** Supplied records follows **

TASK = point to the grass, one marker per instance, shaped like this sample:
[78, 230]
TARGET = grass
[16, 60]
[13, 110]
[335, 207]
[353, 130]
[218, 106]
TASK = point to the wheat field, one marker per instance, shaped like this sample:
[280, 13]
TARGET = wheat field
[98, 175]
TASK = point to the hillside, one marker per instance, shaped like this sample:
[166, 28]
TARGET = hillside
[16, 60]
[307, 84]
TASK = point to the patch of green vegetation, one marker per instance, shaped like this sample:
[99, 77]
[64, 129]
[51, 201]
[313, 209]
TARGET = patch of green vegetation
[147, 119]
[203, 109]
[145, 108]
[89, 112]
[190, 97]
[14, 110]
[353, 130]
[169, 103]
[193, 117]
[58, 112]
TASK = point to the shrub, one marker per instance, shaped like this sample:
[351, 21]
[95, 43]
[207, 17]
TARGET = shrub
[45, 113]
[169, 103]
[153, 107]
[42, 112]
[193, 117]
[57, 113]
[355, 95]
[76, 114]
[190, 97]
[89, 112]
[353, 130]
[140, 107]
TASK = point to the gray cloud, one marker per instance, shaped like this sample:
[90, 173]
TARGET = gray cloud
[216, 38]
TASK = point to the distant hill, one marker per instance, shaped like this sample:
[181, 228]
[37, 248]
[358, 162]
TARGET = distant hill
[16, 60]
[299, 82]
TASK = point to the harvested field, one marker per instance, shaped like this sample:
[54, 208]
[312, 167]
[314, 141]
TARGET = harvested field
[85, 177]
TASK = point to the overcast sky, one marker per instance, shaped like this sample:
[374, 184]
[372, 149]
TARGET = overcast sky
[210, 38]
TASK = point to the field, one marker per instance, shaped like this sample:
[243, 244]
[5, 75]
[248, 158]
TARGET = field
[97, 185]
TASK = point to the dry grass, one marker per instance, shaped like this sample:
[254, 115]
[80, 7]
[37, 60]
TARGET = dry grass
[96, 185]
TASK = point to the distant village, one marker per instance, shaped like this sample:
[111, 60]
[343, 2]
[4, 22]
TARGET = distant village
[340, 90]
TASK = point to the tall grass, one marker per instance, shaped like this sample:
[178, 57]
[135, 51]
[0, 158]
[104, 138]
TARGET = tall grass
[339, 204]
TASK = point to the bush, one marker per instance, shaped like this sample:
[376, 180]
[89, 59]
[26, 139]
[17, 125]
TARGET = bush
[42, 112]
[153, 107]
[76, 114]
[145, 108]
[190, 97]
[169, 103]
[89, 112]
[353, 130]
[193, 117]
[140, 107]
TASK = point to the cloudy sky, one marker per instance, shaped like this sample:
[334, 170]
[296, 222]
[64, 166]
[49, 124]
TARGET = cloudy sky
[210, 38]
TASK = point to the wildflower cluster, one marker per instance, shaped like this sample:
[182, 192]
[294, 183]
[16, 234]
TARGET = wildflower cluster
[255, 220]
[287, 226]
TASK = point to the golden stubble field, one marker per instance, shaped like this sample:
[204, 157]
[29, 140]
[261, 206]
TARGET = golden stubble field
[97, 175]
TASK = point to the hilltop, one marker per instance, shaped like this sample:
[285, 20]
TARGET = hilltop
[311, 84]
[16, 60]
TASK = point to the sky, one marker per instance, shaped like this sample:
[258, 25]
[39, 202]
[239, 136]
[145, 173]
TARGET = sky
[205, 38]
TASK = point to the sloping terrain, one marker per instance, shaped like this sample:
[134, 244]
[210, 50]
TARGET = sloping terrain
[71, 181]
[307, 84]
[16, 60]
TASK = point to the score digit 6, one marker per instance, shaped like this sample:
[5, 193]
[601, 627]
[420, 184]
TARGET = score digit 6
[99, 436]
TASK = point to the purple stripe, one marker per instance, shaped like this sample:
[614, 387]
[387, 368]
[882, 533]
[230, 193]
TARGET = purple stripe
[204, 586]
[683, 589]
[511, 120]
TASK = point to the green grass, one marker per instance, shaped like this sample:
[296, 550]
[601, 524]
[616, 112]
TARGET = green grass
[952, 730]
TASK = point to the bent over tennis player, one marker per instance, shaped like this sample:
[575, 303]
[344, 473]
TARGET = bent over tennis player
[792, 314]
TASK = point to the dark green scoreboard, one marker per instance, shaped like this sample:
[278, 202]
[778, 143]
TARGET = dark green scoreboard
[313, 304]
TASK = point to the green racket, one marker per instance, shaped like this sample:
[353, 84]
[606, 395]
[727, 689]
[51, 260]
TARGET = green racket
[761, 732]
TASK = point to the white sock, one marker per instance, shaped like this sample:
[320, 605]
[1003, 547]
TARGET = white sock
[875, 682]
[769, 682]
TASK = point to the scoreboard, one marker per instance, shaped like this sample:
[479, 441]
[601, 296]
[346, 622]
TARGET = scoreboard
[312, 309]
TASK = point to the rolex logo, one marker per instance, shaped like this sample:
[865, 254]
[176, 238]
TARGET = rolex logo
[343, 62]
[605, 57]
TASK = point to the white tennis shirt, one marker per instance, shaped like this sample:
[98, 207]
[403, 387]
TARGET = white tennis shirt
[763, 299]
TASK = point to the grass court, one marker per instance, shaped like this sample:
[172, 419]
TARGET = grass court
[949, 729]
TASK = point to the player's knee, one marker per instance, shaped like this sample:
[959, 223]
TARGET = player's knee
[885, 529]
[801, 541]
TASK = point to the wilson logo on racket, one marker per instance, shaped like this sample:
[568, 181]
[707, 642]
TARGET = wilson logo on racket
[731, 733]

** End of Supplied records **

**To do:** All the records above need to be transcribed exactly and in full.

**Written response:**
TASK = point to the grass, one marker per instance, shaped like this sample:
[78, 230]
TARGET = grass
[16, 60]
[13, 110]
[335, 207]
[353, 130]
[218, 106]
TASK = point to the wheat field, one marker per instance, shaped like this sample:
[280, 13]
TARGET = wheat field
[98, 175]
TASK = point to the hillside, one marker per instance, shaped like this sample:
[166, 28]
TARGET = hillside
[16, 60]
[307, 84]
TASK = point to the patch of green vegetation, one marker per instance, shaped like this sample:
[99, 77]
[64, 129]
[51, 201]
[313, 209]
TARGET = patch of green vegetation
[147, 119]
[203, 109]
[145, 108]
[89, 112]
[190, 97]
[14, 110]
[353, 130]
[169, 103]
[193, 117]
[58, 112]
TASK = point to the shrub, one marker per instance, shaped like this sample:
[351, 21]
[95, 43]
[207, 17]
TARGET = shrub
[45, 113]
[169, 103]
[153, 107]
[42, 112]
[193, 117]
[57, 113]
[355, 95]
[76, 114]
[190, 97]
[89, 112]
[353, 130]
[140, 107]
TASK = point to the gray cloud, one marker per instance, shaped like this sample:
[90, 173]
TARGET = gray cloud
[216, 38]
TASK = point to the distant hill, one marker per instance, shaped like this sample:
[181, 228]
[37, 248]
[358, 162]
TARGET = distant hill
[16, 60]
[299, 82]
TASK = point to the harvested field, one marker per instance, shaped like this sample:
[54, 208]
[312, 167]
[314, 141]
TARGET = harvested field
[85, 177]
TASK = point to the overcast sky, one marker per instance, shaped like this sample:
[374, 184]
[372, 149]
TARGET = overcast sky
[210, 38]
TASK = point to the field, one marker per instance, shaped like this sample:
[243, 244]
[5, 75]
[248, 158]
TARGET = field
[97, 185]
TASK = point to the dry grass, one marker per instance, shaped like this sample:
[254, 115]
[80, 7]
[37, 60]
TARGET = dry grass
[96, 185]
TASK = point to the distant village, one marker per instance, shaped like this sample:
[111, 60]
[343, 2]
[4, 22]
TARGET = distant village
[340, 90]
TASK = point to the tall grass, one marker per instance, shaped like this sample:
[178, 57]
[135, 51]
[0, 158]
[104, 138]
TARGET = tall grass
[339, 204]
TASK = point to the bush, one marker per instance, shaped like this sample:
[376, 180]
[89, 59]
[26, 139]
[17, 125]
TARGET = bush
[42, 112]
[153, 107]
[76, 114]
[145, 108]
[190, 97]
[169, 103]
[89, 112]
[353, 130]
[193, 117]
[140, 107]
TASK = point to the cloudy sky, one marker per instance, shaped like this sample:
[334, 170]
[296, 222]
[64, 166]
[49, 124]
TARGET = cloudy sky
[210, 38]
TASK = point to the wildflower cluster, one marker per instance, shaped like this sample:
[182, 192]
[294, 183]
[16, 234]
TARGET = wildflower cluster
[255, 220]
[287, 226]
TASK = point to the golden stubble field, one marker per instance, shaped like this sample:
[204, 157]
[29, 140]
[261, 206]
TARGET = golden stubble field
[97, 175]
TASK = point to the hilltop, one marker per instance, shaped like this sample:
[285, 20]
TARGET = hilltop
[311, 84]
[16, 60]
TASK = point to the sky, one marker per instance, shaped like this sample:
[258, 25]
[39, 202]
[239, 136]
[145, 173]
TARGET = sky
[205, 38]
TASK = point to the sloping terrain, one marker per instance, shaped like this sample:
[134, 244]
[210, 50]
TARGET = sloping terrain
[71, 181]
[307, 84]
[16, 60]
TASK = point to the score digit 6, one marker per instance, shaped like this sample:
[5, 193]
[601, 627]
[420, 184]
TARGET = score digit 6
[99, 436]
TASK = point to the purple stripe, one marker per instance, shaped like this sample:
[614, 387]
[387, 368]
[882, 533]
[230, 193]
TARGET = purple stripe
[204, 586]
[683, 589]
[511, 120]
TASK = point to the green grass, one marker per instance, shaped like this sample:
[296, 550]
[601, 524]
[616, 112]
TARGET = green grass
[952, 730]
TASK = point to the bent over tennis player, one marker per instance, shaped like this sample:
[575, 303]
[344, 473]
TARGET = bent over tennis player
[792, 314]
TASK = point to the dark green scoreboard, one marker per instance, shaped like this sample:
[278, 202]
[778, 143]
TARGET = dark green scoreboard
[313, 304]
TASK = point to the green racket, one marker per instance, shaped like this sample:
[353, 84]
[606, 395]
[727, 689]
[51, 260]
TARGET = green racket
[761, 732]
TASK = point to the white sock, one marker per instance, shaped like this sample:
[320, 605]
[1003, 547]
TARGET = white sock
[875, 682]
[769, 682]
TASK = point to the scoreboard, one marker per instance, shaped like this sample:
[479, 441]
[601, 296]
[346, 622]
TARGET = scoreboard
[312, 309]
TASK = point to the rolex logo, one marker per instance, shaped like this sample:
[865, 254]
[176, 238]
TARGET = rolex logo
[343, 62]
[605, 57]
TASK = point to the white tennis shirt, one marker per instance, shaped like this sample:
[98, 207]
[403, 387]
TARGET = white tennis shirt
[763, 299]
TASK = point to the grass court, one marker per instance, shaped like this sample:
[172, 419]
TARGET = grass court
[949, 729]
TASK = point to the player's knee, one marker per instance, shaped like this sample:
[959, 223]
TARGET = player's knee
[885, 529]
[801, 541]
TASK = point to the wilson logo on racket, one marker per instance, shaped like this sample:
[568, 181]
[707, 642]
TARGET = wilson logo on racket
[731, 733]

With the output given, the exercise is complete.